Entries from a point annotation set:
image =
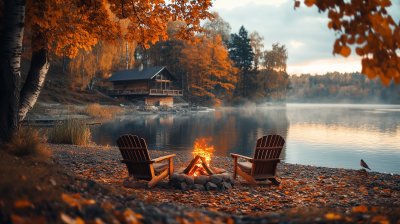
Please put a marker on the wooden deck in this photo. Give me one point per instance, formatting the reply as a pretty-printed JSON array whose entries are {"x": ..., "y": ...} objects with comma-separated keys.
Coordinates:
[{"x": 152, "y": 92}]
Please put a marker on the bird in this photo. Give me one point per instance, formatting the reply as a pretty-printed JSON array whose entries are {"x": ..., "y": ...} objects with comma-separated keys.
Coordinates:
[{"x": 363, "y": 164}]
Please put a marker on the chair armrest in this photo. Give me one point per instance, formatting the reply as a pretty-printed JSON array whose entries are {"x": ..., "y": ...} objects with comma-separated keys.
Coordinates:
[
  {"x": 244, "y": 157},
  {"x": 160, "y": 159},
  {"x": 265, "y": 160},
  {"x": 135, "y": 161}
]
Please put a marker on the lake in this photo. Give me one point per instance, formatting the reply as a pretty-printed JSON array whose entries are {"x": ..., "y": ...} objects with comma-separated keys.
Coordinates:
[{"x": 330, "y": 135}]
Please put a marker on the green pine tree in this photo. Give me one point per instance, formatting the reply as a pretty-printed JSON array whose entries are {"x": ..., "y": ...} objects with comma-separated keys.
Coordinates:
[{"x": 241, "y": 52}]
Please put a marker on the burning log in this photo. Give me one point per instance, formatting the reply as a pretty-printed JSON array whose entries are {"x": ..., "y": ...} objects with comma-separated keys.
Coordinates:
[{"x": 195, "y": 166}]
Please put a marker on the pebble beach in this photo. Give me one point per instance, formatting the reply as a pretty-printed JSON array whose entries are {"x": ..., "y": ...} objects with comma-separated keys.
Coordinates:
[{"x": 301, "y": 186}]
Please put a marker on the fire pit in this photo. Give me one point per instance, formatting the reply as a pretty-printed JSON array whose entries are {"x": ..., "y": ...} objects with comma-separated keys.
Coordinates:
[
  {"x": 200, "y": 164},
  {"x": 199, "y": 175}
]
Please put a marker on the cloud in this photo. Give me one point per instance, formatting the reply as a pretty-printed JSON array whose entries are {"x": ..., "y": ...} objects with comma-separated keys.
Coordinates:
[
  {"x": 296, "y": 44},
  {"x": 321, "y": 66},
  {"x": 303, "y": 31},
  {"x": 240, "y": 3}
]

_Direction_.
Could you write out all of the data above again, swapping "put a marker on" for "place a dot on" everywhere and leaving everything else unchanged? Omit the pictures.

_The reply_.
image =
Please place a dot on the wooden deck in this photo. Give me one point per instance, formatting the reply as a pretty-printed JSON array whose entries are {"x": ..., "y": ...} objects with comma-separated keys.
Coordinates:
[{"x": 152, "y": 92}]
Please place a dot on the bird in this photo. Give me one point per instance, formatting the reply as a pretty-printed JSON array whose entries are {"x": ..., "y": ...} objects with comma-separated keys.
Coordinates:
[{"x": 363, "y": 164}]
Please place a dot on the chair armrest in this photo. Give me one point per instance, formatting the reply as a pretty-printed JSON array whose entries are {"x": ..., "y": ...} objects with comma-separated keys.
Coordinates:
[
  {"x": 244, "y": 157},
  {"x": 160, "y": 159},
  {"x": 265, "y": 160},
  {"x": 135, "y": 161}
]
Please place a dot on the lake in this photo. Give me one point per instance, formatting the reply as a pretty-printed JSON array whose entries are {"x": ..., "y": ...} objects with comma-separated keys.
Coordinates:
[{"x": 330, "y": 135}]
Please place a dot on the green pine tree in this photo. Give me one point per instance, formatting the reply as a pretty-printed JSON array whose entries are {"x": ..., "y": ...} objects with comma-separated keys.
Coordinates:
[{"x": 241, "y": 52}]
Please place a dot on the burning log in this photo. Give me one point per instance, formatting the reply as a pretty-printed JSON array whose entries are {"x": ..., "y": ...} objects with comma-separated keys.
Coordinates:
[{"x": 195, "y": 166}]
Please place a dot on the pebble beach in this photo. Give me one point per instance, formatting the reply as a pretty-printed JSON array whose entries are {"x": ..., "y": ...} objects with comma-separated keys.
Coordinates:
[{"x": 301, "y": 186}]
Please place a dot on the fire pit in this photo. Give me one point per instance, formatting the reply as a pretty-printed JSON array whose entries are {"x": ..., "y": ...} objects with comma-separated keys.
Coordinates:
[
  {"x": 200, "y": 164},
  {"x": 199, "y": 175}
]
Please place a dot on the cloud in this photo. Give me one point per instance, formatting the reply as a pretty-printed JSON array whose entries are {"x": ..., "y": ...} objects with comma-separated keys.
Coordinates:
[
  {"x": 296, "y": 44},
  {"x": 321, "y": 66},
  {"x": 303, "y": 31},
  {"x": 240, "y": 3}
]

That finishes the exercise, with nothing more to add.